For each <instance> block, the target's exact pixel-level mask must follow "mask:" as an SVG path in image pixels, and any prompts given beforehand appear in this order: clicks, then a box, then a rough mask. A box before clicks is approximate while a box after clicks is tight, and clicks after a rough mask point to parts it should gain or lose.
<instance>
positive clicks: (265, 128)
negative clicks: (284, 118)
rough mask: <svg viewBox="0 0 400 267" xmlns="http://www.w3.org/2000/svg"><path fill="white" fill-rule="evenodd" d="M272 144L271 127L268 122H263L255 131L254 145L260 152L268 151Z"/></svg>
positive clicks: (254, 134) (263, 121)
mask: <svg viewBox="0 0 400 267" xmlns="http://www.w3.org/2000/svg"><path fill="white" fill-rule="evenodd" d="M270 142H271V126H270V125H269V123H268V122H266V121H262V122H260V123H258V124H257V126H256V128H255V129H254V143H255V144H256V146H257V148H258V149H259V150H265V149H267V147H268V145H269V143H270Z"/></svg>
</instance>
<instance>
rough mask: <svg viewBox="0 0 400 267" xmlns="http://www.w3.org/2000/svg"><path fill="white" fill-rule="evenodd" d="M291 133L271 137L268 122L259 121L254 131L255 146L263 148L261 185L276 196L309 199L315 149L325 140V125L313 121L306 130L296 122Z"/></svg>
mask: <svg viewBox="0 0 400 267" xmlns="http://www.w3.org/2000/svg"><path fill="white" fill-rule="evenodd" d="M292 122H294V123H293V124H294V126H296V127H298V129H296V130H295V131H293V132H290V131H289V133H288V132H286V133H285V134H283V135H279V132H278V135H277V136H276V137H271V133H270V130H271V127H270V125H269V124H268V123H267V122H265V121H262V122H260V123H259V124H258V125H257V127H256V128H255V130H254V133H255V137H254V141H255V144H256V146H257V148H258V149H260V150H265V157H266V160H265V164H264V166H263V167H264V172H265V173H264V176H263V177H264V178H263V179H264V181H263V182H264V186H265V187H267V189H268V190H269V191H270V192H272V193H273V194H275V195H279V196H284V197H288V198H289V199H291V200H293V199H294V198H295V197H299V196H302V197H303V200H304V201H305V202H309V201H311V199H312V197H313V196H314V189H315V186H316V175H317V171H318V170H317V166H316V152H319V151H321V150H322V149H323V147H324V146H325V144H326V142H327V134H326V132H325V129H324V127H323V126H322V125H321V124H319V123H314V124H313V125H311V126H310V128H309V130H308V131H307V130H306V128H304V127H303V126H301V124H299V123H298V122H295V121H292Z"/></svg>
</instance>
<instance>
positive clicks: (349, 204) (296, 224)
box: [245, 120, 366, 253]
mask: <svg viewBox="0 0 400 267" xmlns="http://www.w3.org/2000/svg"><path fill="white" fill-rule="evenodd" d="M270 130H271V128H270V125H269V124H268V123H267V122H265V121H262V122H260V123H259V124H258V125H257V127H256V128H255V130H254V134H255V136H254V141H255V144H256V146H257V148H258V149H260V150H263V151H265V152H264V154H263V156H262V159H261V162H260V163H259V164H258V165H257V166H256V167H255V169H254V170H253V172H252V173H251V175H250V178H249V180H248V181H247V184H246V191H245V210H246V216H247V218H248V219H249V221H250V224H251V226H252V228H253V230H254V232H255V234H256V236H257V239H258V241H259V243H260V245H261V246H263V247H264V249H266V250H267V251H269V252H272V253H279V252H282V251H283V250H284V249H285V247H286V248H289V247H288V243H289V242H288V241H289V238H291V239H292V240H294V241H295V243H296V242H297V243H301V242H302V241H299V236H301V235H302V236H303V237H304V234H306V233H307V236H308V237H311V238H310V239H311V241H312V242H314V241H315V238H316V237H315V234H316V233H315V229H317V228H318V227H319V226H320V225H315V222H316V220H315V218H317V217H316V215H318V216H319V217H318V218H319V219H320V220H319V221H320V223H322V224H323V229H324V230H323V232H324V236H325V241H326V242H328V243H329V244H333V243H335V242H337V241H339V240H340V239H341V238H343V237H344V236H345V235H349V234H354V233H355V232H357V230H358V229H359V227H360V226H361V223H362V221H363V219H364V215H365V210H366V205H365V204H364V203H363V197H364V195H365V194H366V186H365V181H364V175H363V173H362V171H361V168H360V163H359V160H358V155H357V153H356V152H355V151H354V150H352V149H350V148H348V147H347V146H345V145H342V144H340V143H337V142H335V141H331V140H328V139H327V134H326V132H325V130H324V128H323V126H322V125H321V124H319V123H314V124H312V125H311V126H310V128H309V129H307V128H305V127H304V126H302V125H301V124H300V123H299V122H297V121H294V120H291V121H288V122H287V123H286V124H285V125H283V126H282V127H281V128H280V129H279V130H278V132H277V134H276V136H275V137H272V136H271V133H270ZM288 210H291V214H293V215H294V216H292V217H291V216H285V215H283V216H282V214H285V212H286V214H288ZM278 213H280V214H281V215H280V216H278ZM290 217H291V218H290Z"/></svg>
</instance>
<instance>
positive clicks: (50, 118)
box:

-*-

Set down only the lines above that fall between the line holding "negative clicks: (284, 118)" and the line holding "144L271 127L268 122H263L255", inclusive, keeping each exact.

negative clicks: (284, 118)
rough mask: <svg viewBox="0 0 400 267" xmlns="http://www.w3.org/2000/svg"><path fill="white" fill-rule="evenodd" d="M272 144L271 127L268 122H263L255 131L254 145L260 152L268 151Z"/></svg>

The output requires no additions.